### Your assignment
Repeat the records below exactly as they appear.

Task input section start

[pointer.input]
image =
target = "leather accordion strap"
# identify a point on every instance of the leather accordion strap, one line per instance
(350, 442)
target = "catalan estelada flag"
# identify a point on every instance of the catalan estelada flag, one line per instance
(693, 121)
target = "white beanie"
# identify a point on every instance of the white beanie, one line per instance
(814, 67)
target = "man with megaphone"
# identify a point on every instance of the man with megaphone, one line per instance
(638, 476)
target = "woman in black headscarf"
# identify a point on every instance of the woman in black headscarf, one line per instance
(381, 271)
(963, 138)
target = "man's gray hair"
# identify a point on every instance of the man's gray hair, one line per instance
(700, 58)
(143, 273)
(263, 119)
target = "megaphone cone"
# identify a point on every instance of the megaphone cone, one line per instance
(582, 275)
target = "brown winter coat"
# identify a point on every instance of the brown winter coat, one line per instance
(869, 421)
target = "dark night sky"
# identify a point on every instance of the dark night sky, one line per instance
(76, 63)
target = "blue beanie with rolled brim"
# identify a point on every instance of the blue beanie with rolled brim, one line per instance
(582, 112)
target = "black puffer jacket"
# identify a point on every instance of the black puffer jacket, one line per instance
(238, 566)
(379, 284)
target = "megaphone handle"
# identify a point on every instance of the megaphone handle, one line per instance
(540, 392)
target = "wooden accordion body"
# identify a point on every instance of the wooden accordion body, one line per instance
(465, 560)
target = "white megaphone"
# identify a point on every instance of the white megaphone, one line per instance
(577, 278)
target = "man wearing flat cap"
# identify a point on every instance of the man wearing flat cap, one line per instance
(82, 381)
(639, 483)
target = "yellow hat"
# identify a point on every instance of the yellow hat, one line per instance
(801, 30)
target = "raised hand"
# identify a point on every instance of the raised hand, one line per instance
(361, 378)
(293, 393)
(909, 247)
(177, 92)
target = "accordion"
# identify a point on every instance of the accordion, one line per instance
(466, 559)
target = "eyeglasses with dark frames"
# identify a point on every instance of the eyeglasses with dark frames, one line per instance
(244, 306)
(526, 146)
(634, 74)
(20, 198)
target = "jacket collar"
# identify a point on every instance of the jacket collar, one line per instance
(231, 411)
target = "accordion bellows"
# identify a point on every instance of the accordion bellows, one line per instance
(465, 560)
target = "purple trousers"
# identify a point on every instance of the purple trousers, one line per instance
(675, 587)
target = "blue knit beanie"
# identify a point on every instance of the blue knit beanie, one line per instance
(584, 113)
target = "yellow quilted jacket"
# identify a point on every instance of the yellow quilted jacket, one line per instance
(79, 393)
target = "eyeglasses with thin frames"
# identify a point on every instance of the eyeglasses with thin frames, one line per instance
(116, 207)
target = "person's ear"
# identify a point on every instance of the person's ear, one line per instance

Task input section end

### Exercise solution
[pointer.input]
image =
target = "leather accordion strap"
# identify a point on every instance of the leather accordion strap, one line per instance
(350, 442)
target = "catalan estelada flag"
# identify a point on every instance of the catalan estelada flag, one line per instance
(693, 121)
target = "white beanie"
# identify a point on every instance of the white beanie, one line per instance
(814, 67)
target = "man with megaphone"
# identify a point on every instance of the man with megaphone, one line per instance
(638, 476)
target = "woman in black headscarf"
# identify a point on every instance of the woman in black headscarf, one line per instance
(381, 271)
(963, 138)
target = "man's gray hair"
# identify a point on every instance of the man's gray hair, one line per instance
(700, 58)
(143, 273)
(263, 119)
target = "megaphone cone"
# identify a point on every instance of the megaphone cone, one line per instance
(582, 275)
target = "brown winter coat"
# identify a point on every instance of the brown winter coat, one line per instance
(869, 421)
target = "dark night sky"
# identify a point on every instance of the dark night sky, one line per instance
(76, 63)
target = "blue beanie with rolled brim"
# identify a point on every instance of the blue beanie with rolled brim, one line per instance
(582, 112)
target = "black puffer jacket"
# identify a point on every instance of the black puffer jacket, one line per instance
(238, 566)
(379, 284)
target = "megaphone handle"
# identify a point on every instance of the megaphone handle, one line per instance
(540, 392)
target = "wooden accordion body"
# identify a point on every instance of the wooden accordion body, one line per instance
(465, 560)
target = "white megaphone"
# identify a point on every instance of the white megaphone, one line per instance
(577, 278)
target = "man wearing flat cap"
# identify a point on every instance of the man wearing flat cap, one line per instance
(82, 381)
(639, 483)
target = "yellow hat"
# identify a point on every instance of the yellow hat, one line per instance
(801, 30)
target = "raised hand"
# identify a point on every instance of the raised hand, one line per instance
(361, 378)
(293, 393)
(909, 247)
(177, 92)
target = "accordion"
# identify a point on every instance of the accordion, one line per instance
(466, 559)
target = "eyeglasses with dark frames"
# identify a point on every instance of the eyeglasses with dark frames, one line per instance
(244, 306)
(526, 146)
(634, 74)
(20, 198)
target = "jacket collar"
# identify a point on every instance of the jacket collar, one line per instance
(231, 411)
target = "accordion bellows"
# identify a point on every instance of the accordion bellows, one line per instance
(465, 560)
target = "purple trousers"
# identify a point on every instance of the purple trousers, one line per instance
(675, 587)
target = "blue knit beanie"
# identify a point on every instance of the blue knit beanie, one line per instance
(584, 113)
target = "yellow quilted jacket"
# identify a point on every instance of the yellow quilted jacket, one line per instance
(79, 393)
target = "eyeglasses with thin frames"
# identify a point on every instance of the eyeglasses with thin frames, one line per instance
(116, 207)
target = "person's ear"
# identify a point on every instance of the person's ear, one line per instance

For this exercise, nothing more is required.